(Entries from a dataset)
* Start *
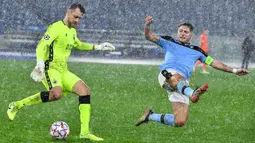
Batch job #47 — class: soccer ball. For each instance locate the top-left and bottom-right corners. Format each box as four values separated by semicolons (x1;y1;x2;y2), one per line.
50;121;70;140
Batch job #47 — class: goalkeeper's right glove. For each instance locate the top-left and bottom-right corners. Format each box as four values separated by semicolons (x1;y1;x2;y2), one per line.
30;60;45;82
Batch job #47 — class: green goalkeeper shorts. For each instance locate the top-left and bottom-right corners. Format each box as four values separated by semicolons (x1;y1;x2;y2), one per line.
42;69;81;96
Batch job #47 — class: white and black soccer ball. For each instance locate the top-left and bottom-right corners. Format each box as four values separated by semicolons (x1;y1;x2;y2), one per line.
50;121;70;140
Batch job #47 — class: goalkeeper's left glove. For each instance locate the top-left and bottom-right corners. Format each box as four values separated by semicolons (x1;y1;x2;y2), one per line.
30;60;45;82
94;42;115;51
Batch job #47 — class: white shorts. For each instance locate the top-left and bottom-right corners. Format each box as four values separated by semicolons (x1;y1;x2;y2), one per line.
158;69;189;105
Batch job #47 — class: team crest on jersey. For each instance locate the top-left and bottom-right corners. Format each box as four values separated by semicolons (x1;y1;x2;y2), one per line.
43;34;50;40
53;79;58;84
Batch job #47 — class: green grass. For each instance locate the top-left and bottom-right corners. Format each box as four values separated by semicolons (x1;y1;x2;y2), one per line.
0;60;255;143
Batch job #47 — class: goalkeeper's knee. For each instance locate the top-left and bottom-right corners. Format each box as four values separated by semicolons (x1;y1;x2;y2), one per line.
79;95;90;104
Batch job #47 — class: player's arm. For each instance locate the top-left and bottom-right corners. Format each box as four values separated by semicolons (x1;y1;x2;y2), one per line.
36;24;57;62
30;24;58;82
202;56;249;76
74;38;115;51
144;16;159;43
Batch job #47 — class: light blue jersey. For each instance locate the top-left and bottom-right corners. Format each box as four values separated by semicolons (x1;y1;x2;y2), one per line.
157;37;213;80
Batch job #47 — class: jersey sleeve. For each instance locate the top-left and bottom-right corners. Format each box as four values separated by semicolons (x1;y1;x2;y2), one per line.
36;24;58;61
156;37;169;49
199;54;214;65
74;36;93;51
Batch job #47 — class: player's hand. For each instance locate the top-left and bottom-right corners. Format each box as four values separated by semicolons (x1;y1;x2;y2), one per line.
233;69;249;76
190;95;200;103
30;61;44;82
145;16;153;25
94;42;115;51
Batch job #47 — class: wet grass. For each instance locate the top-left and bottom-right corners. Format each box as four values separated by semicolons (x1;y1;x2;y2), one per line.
0;60;255;143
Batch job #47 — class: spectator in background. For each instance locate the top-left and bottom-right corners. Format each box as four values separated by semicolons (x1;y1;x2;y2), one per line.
242;34;255;69
196;29;209;74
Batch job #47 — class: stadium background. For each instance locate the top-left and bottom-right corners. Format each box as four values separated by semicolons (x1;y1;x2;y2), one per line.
0;0;255;65
0;0;255;143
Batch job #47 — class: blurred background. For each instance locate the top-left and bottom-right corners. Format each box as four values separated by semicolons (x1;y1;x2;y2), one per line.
0;0;255;66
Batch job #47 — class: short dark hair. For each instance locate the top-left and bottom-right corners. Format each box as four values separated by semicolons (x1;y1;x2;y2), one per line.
69;3;85;14
178;22;194;32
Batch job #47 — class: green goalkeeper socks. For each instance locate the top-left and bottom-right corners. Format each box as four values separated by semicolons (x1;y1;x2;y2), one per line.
79;104;91;135
15;92;42;109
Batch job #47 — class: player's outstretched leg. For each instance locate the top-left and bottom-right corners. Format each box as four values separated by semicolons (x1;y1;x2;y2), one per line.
79;95;104;141
7;91;49;120
7;102;19;120
190;84;208;103
135;109;153;126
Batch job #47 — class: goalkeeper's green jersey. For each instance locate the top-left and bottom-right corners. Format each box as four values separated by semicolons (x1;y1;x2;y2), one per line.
36;21;93;71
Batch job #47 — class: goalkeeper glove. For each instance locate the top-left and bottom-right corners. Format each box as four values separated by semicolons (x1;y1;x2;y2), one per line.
94;42;115;51
30;60;45;82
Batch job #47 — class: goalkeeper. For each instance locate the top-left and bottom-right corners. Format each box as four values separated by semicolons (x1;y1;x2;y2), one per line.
7;3;115;141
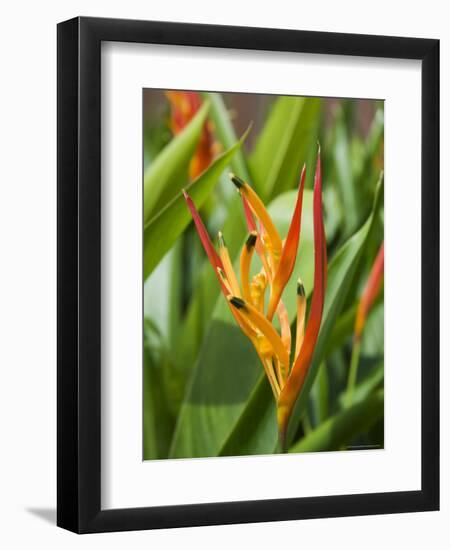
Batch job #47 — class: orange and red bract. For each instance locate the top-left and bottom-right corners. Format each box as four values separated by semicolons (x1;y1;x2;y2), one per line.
184;150;327;447
166;91;215;180
278;151;327;439
354;242;384;340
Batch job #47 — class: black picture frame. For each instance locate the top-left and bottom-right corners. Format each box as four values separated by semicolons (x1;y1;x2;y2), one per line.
57;17;439;533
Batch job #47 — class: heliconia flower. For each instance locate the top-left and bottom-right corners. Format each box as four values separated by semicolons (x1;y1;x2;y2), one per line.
183;149;327;449
345;242;384;406
354;242;384;340
165;91;218;179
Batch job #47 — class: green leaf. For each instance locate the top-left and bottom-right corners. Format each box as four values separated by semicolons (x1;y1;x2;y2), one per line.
170;190;314;457
144;102;209;227
289;390;384;453
144;132;247;280
143;319;175;460
249;96;321;201
333;106;364;236
202;92;251;183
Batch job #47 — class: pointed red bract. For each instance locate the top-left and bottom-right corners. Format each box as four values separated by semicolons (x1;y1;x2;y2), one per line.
355;242;384;339
183;189;228;296
278;150;327;439
267;165;306;319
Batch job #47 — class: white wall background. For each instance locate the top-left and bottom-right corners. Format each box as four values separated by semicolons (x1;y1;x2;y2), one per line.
0;0;450;550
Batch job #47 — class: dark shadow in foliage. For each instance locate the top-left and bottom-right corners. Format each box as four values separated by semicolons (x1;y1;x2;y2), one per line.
188;320;263;405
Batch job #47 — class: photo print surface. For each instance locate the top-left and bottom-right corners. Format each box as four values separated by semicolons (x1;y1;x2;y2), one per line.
143;89;384;460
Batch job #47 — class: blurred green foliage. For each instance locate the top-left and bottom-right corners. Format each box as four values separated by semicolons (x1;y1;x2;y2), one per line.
143;90;384;459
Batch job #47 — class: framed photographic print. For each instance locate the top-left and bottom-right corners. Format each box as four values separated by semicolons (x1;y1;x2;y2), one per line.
57;17;439;533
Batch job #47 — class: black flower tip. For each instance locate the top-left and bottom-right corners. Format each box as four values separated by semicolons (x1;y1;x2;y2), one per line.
245;231;258;252
297;279;305;296
230;174;245;189
230;296;245;309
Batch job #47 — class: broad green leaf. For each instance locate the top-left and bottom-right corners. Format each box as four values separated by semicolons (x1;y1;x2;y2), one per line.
143;320;175;460
144;134;247;280
144;241;182;349
144;102;209;227
333;106;364;236
289;390;384;453
249;96;321;201
338;361;384;408
167;190;314;457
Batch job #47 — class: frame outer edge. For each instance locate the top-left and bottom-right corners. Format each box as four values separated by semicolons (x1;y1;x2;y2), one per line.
57;17;439;533
56;19;79;532
422;40;440;510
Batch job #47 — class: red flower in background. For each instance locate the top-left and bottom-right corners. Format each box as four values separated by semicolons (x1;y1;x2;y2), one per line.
166;91;217;180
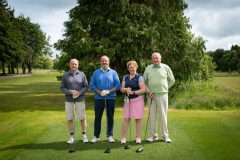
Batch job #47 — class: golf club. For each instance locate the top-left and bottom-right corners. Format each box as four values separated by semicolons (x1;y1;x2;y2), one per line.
136;98;152;153
68;102;76;153
104;96;111;153
124;96;131;149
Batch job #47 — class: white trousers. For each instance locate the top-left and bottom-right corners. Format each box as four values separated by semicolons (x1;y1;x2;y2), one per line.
148;94;168;138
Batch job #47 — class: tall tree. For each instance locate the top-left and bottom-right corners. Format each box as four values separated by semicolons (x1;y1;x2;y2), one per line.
54;0;205;87
0;0;24;74
17;15;53;73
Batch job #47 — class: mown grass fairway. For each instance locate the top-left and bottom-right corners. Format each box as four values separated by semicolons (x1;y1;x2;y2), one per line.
0;71;240;160
214;77;240;94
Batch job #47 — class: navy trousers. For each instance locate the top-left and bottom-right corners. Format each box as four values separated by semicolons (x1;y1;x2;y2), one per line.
94;99;115;138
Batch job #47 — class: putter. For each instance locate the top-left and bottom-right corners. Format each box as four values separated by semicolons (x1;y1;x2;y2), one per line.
68;102;76;153
104;96;111;153
124;96;131;149
136;98;152;153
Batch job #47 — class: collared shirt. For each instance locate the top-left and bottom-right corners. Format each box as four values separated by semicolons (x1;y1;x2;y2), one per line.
100;67;110;73
152;64;161;68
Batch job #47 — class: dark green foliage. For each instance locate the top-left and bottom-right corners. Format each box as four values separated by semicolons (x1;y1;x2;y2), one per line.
54;0;208;85
209;45;240;72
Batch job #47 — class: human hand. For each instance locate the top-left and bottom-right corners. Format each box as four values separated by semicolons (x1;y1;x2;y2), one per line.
101;90;106;97
72;92;80;99
148;91;154;98
105;90;110;95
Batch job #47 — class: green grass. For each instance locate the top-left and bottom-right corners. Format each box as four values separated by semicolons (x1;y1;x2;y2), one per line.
214;77;240;94
0;71;240;160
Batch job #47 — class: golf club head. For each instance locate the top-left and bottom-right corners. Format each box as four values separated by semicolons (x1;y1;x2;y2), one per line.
68;148;75;153
124;144;131;149
104;148;111;153
136;148;143;153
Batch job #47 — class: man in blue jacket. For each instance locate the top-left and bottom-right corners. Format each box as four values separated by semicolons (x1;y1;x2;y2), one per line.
90;55;120;143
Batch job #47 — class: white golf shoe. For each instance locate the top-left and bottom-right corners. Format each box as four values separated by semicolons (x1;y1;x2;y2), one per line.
108;136;115;143
82;134;88;143
90;136;99;143
147;136;158;142
67;136;74;144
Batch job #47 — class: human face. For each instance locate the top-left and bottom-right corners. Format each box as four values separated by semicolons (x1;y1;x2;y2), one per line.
152;53;162;66
128;64;137;74
69;59;78;73
100;56;109;71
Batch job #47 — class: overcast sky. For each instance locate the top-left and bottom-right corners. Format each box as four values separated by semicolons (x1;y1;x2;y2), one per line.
7;0;240;58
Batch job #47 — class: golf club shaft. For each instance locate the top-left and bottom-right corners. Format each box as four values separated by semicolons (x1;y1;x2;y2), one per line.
143;98;152;148
104;96;110;149
73;102;76;149
128;96;132;144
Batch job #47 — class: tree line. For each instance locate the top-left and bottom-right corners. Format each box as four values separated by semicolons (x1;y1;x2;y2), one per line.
0;0;53;75
208;45;240;73
3;0;235;95
54;0;214;87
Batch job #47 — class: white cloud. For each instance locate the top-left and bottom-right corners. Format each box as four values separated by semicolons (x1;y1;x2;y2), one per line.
8;0;240;57
185;0;240;51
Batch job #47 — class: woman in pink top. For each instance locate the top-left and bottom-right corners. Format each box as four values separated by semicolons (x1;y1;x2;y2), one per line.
120;61;146;144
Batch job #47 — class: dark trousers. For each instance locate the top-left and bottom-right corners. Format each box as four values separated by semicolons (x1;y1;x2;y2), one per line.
94;99;115;138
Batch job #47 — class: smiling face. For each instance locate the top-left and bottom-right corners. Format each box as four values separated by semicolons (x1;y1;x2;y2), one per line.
128;64;137;74
100;56;109;71
127;61;138;74
69;59;78;73
152;52;162;67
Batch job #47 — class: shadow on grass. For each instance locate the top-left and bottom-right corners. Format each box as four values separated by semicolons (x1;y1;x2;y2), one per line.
0;140;163;152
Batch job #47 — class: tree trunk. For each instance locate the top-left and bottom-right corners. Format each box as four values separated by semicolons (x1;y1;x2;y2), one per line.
26;61;32;73
2;61;6;75
22;63;26;74
8;64;12;74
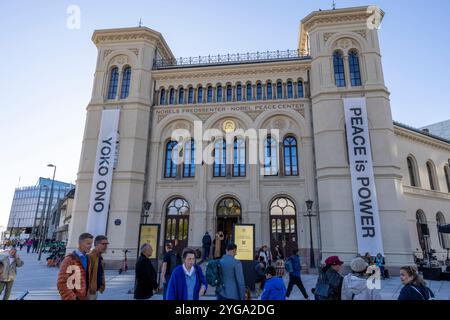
* End *
BRIEF:
Identify every line in the records above that contains the word "ball", and copy each of those lines.

RESPONSE TO THE TASK:
Batch job #47 — class: soccer ball. For each instance locate the top-left and bottom-right corners. Format each box as four values separated by semicolons (x1;y1;x2;y2), one per line.
Batch job #47 — class: white and black soccer ball. For each instance locate the top-left and bottom-right corners. Format each box as four values separated by semicolons (x1;y1;x2;y2), one per line.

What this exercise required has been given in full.